(Beginning of Material provided)
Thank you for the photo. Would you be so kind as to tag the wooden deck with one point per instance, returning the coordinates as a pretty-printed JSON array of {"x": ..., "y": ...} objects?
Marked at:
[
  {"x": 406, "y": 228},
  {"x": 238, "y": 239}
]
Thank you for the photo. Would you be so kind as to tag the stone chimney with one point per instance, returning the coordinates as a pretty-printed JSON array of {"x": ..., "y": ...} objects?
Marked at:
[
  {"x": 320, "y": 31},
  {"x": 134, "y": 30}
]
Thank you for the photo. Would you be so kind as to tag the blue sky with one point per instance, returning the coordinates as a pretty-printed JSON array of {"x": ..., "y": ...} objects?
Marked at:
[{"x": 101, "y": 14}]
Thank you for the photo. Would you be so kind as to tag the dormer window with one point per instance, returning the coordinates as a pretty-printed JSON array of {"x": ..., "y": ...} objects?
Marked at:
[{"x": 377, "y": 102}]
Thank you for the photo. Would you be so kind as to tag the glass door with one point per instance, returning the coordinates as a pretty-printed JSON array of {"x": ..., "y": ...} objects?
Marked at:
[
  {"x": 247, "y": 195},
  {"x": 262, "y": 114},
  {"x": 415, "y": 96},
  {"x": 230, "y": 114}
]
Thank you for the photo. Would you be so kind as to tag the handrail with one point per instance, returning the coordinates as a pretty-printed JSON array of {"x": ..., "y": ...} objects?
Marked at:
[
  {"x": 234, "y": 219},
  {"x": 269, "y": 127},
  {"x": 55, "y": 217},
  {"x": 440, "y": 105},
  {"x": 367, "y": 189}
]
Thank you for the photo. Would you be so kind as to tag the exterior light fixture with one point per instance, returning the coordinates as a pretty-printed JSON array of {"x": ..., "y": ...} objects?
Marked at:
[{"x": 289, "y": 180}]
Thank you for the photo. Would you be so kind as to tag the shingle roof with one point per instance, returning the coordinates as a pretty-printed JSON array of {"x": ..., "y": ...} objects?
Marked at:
(End of Material provided)
Your assignment
Would you transcribe the entire listing above without any deviation?

Answer box
Thank you for the photo. Would you be so kind as to tag the wooden deck with one point per instance, returning the coordinates as a pretty-printed JSON array of {"x": ..., "y": ...} objects?
Marked at:
[
  {"x": 406, "y": 228},
  {"x": 238, "y": 239}
]
Thank you for the photo. Would you be so kind as to tag the stone chimney with one point per instance, returning the coordinates as a pretty-printed JSON array of {"x": ..., "y": ...} objects?
Marked at:
[
  {"x": 320, "y": 31},
  {"x": 134, "y": 30}
]
Thank you for the photo. Would you be so kind as to tag the blue sky with one point per instance, returning the coordinates as a pretty-printed JSON array of {"x": ..., "y": ...} objects?
Marked at:
[{"x": 101, "y": 14}]
Thank you for the photo. Would you be so kind as to tag the dormer window with one point per instance, returning the coordinates as a pretty-printed JSON array of {"x": ..., "y": ...} objects?
Marked at:
[{"x": 377, "y": 102}]
Thank you for the photo. Would you be so kind as to tag the glass door with one point per instance, returning the coordinates as a pretty-printed JSON array of {"x": ..., "y": ...} objects?
Marked at:
[
  {"x": 247, "y": 195},
  {"x": 262, "y": 114},
  {"x": 415, "y": 96},
  {"x": 230, "y": 114}
]
Thank you for the photo. Would you be so kind as to tag the handrail with one point per instance, returning the coordinates as a pretty-printed JSON array of {"x": ..., "y": ...} objects?
Marked at:
[
  {"x": 234, "y": 219},
  {"x": 269, "y": 127},
  {"x": 55, "y": 217},
  {"x": 440, "y": 105},
  {"x": 367, "y": 189}
]
Thank you for the photo. Would you be so kind as to tag the exterior light fixture with one point per instance, returning the coordinates as a pretty-printed JSON array of {"x": ..., "y": ...} objects?
Marked at:
[{"x": 289, "y": 180}]
Thank you for the photo. Would you be so kind as to tag the shingle roof with one point per instance, returning the coordinates as a pretty-printed JSON array of {"x": ..., "y": ...} objects?
Marked at:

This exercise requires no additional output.